Stored dataset items:
===============

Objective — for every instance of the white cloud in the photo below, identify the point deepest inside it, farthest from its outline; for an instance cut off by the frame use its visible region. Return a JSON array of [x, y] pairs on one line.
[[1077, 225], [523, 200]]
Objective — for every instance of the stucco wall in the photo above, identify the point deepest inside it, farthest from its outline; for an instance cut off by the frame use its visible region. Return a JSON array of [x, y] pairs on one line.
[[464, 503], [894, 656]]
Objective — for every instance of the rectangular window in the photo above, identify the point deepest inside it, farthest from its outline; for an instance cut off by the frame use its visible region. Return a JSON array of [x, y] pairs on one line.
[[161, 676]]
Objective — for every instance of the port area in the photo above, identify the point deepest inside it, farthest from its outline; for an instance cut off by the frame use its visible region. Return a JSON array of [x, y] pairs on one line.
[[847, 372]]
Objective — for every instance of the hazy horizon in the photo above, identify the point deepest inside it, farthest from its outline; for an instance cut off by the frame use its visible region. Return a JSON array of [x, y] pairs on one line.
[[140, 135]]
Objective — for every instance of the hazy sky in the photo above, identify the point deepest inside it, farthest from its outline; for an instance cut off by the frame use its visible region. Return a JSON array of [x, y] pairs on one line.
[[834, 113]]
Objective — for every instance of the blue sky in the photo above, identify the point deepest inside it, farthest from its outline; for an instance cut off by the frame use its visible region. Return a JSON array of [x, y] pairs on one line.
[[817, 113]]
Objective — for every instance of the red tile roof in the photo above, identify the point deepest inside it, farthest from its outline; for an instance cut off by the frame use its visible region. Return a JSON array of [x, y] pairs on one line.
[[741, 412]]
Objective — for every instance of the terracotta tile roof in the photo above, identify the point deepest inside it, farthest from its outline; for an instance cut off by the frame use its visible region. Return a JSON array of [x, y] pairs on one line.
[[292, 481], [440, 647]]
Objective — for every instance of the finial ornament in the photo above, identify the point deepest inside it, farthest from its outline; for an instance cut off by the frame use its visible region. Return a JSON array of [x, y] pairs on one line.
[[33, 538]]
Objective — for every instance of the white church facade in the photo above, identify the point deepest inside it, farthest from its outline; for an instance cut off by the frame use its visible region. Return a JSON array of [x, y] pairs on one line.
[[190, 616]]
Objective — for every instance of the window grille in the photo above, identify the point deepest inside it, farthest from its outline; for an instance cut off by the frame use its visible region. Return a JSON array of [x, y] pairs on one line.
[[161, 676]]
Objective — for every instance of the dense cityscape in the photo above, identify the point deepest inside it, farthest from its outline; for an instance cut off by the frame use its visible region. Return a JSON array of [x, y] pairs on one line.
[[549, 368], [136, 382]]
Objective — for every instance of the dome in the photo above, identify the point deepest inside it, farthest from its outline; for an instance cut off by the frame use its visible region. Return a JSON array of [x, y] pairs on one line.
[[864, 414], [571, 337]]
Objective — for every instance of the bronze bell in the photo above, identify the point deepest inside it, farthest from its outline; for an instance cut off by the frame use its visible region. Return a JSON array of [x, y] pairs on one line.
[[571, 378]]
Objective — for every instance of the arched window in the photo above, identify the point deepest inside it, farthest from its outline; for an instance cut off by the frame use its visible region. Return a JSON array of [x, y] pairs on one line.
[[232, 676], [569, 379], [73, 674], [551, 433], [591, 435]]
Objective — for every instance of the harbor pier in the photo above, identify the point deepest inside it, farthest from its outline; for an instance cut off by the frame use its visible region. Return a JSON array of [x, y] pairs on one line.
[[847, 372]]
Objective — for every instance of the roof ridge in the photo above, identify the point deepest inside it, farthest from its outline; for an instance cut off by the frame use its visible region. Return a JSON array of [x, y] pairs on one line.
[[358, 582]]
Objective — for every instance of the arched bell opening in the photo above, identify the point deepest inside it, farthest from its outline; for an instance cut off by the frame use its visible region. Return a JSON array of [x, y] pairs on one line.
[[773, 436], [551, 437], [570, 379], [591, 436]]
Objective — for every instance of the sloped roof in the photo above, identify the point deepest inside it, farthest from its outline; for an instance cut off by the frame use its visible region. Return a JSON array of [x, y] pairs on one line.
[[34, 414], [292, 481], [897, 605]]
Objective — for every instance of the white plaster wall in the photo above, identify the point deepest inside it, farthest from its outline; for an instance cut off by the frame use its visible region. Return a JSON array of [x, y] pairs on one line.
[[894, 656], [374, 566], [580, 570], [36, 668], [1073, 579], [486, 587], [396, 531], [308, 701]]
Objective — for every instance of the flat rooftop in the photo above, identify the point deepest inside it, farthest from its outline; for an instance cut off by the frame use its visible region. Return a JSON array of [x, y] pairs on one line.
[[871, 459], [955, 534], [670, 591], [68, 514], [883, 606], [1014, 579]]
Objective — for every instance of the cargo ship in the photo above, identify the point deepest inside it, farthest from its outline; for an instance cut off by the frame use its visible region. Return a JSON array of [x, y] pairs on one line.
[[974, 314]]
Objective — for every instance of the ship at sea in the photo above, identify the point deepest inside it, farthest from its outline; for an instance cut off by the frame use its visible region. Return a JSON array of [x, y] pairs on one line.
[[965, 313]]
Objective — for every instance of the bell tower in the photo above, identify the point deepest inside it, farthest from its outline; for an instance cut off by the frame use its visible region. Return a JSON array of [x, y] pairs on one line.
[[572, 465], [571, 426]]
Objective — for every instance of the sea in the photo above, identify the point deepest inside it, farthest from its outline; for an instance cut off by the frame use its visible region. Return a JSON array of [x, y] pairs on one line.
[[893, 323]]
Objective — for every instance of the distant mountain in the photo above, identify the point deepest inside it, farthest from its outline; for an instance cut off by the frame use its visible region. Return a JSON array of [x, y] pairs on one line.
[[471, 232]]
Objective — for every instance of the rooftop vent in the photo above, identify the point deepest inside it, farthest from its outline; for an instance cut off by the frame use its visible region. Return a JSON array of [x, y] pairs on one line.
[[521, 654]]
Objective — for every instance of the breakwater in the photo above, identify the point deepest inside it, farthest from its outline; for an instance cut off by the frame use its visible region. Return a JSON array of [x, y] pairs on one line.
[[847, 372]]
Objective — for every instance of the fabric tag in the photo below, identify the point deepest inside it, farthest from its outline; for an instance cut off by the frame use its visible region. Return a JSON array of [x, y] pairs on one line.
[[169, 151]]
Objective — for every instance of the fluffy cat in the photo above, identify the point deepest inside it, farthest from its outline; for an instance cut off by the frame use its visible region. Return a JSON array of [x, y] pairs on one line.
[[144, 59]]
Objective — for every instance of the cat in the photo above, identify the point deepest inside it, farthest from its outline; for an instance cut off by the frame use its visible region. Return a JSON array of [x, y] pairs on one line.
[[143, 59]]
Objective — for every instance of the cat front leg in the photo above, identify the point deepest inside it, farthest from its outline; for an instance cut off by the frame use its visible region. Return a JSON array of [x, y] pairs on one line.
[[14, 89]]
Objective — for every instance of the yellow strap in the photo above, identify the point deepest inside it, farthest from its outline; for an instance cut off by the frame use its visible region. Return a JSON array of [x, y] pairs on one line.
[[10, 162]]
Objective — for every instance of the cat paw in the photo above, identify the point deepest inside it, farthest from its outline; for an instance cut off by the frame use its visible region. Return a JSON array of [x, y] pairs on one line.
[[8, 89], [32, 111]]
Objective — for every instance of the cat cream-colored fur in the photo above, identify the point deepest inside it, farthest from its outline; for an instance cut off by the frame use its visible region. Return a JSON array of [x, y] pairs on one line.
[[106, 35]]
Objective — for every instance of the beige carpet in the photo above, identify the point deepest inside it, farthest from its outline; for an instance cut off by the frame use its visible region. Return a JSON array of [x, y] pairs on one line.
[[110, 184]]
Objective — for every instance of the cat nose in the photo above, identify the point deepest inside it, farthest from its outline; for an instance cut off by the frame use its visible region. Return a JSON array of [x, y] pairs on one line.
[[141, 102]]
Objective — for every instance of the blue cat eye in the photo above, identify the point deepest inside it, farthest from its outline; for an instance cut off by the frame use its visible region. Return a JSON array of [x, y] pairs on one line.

===============

YOUR INSTRUCTIONS → Change "harbor pier" to "wooden dock" in the items, starting at the line containing "Objective — for every instance of the arched window" and ending at the line containing "[[358, 582]]". Return only those lines, with everything else unchanged.

FULL RESPONSE →
Objective — for every instance of the arched window in the photo above, identify the point deepest inside it, farthest from its outline; for an instance cut off by the frame use its visible region. Return a JSON array of [x, y] pairs on one line.
[[232, 676], [569, 379], [73, 674], [551, 433], [591, 435]]
Objective — for every instance of the wooden dock in the photo above, identify the point deepest inside it, farthest from its outline; for an instance cut off by the frame use its visible region. Return a JSON array of [x, y] pairs on one line.
[[847, 372]]
Objective — for every instance of the roof ridge in the photo above, identify the point deepest inside it, farthest from its outline; for an instance cut off by the frame use its visible region. Return a JSON array of [x, y] pairs on one line.
[[358, 582]]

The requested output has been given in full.